▶ _Task objective_
Nothing but the lines from the one with "Target: road" through the final line of the listing should appear in the answer, each copied exactly.

▶ _Data_
• • • • •

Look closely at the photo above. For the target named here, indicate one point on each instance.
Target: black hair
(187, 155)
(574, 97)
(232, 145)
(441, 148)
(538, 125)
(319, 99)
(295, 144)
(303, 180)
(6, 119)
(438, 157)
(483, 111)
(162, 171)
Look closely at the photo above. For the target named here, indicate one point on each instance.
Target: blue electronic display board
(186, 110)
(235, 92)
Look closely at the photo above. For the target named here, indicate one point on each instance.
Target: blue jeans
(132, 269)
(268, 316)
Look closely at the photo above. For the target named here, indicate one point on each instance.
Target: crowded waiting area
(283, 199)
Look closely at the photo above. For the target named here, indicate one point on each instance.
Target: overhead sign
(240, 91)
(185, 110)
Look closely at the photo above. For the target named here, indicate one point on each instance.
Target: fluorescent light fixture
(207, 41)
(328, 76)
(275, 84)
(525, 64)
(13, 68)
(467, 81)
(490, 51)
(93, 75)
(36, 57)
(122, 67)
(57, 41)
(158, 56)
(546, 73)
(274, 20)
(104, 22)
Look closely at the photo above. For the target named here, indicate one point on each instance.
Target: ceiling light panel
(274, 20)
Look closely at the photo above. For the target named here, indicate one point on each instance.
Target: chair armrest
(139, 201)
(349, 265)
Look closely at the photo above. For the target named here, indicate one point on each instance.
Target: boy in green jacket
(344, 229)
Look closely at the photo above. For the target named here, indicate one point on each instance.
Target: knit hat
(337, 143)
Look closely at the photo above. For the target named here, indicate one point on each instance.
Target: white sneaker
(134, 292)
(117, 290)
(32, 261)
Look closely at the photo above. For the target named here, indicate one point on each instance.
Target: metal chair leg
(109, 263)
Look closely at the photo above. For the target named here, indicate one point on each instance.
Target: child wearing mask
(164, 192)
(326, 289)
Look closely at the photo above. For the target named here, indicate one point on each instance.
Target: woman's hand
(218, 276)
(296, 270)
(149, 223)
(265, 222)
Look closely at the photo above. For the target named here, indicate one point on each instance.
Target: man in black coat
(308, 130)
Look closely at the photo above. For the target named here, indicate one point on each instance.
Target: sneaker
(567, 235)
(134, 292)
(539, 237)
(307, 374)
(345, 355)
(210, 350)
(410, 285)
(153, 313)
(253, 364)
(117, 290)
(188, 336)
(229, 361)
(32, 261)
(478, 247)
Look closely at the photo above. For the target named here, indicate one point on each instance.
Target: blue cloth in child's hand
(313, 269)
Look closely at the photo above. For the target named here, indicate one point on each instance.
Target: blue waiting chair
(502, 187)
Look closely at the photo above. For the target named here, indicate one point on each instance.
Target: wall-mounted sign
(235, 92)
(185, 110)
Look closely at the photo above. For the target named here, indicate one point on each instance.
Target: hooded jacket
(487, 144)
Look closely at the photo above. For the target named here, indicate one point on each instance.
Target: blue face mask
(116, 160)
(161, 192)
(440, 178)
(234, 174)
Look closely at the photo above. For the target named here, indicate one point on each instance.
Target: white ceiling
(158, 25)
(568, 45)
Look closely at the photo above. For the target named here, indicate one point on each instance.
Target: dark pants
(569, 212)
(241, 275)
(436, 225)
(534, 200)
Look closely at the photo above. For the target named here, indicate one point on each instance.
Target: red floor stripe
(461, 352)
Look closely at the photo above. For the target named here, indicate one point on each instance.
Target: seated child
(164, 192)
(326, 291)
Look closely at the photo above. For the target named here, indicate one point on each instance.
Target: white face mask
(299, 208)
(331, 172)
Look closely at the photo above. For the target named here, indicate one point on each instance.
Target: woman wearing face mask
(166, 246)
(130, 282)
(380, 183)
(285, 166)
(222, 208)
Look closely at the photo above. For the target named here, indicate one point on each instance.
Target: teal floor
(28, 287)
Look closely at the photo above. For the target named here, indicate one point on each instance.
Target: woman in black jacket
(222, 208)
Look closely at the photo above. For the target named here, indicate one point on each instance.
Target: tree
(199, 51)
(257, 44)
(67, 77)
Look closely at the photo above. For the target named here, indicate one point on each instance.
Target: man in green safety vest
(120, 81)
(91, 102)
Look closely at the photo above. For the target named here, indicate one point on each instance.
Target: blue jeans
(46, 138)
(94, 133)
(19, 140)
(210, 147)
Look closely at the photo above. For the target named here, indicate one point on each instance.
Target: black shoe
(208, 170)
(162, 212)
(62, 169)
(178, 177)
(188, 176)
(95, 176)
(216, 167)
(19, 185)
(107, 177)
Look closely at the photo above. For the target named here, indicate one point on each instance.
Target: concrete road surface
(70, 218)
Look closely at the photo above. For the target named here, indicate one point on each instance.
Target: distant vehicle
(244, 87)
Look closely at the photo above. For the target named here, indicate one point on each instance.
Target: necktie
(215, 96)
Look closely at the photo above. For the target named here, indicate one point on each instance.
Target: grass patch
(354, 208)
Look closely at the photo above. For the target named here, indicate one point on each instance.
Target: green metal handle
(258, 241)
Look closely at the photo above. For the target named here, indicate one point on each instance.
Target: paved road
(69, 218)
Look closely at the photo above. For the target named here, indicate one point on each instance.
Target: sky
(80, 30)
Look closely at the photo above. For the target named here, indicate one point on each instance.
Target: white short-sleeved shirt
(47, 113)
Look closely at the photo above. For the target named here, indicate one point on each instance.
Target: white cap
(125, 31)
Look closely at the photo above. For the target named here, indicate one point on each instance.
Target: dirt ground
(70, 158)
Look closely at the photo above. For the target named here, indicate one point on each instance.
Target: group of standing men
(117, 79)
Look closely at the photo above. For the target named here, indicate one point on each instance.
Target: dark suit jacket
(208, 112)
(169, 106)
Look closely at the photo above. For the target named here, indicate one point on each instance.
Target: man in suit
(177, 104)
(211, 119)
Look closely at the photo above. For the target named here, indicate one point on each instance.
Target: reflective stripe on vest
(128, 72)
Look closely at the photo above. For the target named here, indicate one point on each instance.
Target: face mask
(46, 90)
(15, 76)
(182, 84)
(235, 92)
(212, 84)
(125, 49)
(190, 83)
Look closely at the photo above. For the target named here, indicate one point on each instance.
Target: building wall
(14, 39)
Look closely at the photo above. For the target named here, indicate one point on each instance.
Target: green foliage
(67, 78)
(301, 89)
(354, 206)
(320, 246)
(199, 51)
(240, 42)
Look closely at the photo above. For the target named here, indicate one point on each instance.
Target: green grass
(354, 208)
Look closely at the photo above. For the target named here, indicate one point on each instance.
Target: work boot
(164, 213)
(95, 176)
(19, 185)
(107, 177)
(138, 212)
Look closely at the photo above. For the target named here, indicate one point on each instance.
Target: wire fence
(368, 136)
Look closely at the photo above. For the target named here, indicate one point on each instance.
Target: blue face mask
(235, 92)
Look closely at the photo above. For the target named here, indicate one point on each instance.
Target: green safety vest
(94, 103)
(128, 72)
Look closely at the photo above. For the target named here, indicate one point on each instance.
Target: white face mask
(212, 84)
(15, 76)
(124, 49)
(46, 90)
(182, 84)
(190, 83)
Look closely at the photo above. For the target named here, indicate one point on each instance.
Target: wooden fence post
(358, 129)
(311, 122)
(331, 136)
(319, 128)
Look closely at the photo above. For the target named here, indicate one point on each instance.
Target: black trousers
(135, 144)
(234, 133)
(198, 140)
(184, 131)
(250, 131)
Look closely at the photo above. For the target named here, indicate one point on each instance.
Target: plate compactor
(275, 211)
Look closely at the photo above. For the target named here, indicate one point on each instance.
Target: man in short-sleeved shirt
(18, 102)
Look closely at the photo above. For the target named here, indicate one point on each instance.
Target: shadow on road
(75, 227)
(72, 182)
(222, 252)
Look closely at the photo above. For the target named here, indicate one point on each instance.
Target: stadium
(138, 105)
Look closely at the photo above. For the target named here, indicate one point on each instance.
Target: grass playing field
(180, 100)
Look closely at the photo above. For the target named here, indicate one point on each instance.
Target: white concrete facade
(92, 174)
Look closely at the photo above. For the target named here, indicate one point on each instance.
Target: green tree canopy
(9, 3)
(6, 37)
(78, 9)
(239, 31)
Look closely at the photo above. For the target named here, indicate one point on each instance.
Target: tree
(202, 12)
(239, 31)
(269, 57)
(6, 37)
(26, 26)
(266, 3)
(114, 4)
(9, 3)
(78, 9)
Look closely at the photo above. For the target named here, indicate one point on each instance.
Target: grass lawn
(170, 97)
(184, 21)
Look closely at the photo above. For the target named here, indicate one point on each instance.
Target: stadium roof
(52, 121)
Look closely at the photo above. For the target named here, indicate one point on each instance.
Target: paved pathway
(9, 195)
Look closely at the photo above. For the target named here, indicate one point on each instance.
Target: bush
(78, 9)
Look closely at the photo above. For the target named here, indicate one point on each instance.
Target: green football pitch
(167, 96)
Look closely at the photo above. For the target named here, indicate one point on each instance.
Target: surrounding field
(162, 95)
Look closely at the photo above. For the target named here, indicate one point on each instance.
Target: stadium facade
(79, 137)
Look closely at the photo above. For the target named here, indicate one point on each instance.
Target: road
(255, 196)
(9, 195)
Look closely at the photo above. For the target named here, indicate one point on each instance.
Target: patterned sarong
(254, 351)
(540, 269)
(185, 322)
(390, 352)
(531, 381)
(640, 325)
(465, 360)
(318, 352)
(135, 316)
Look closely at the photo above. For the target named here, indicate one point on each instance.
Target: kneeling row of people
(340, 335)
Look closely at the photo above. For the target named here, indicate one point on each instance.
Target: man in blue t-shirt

• • • • •

▶ _Response to this exercise_
Target: road
(255, 196)
(9, 195)
Look closely at the photo above. For the target named here, indicate one point on each instance.
Target: patterned sarong
(254, 351)
(540, 269)
(185, 322)
(390, 352)
(531, 381)
(640, 325)
(465, 360)
(318, 352)
(135, 316)
Look closely at the photo above. For the target named here, indicate one point on each instance.
Target: kneeling row of people
(340, 335)
Look closely at the photo above. For the target named here, indicate one point on each instance.
Target: man in blue t-shirt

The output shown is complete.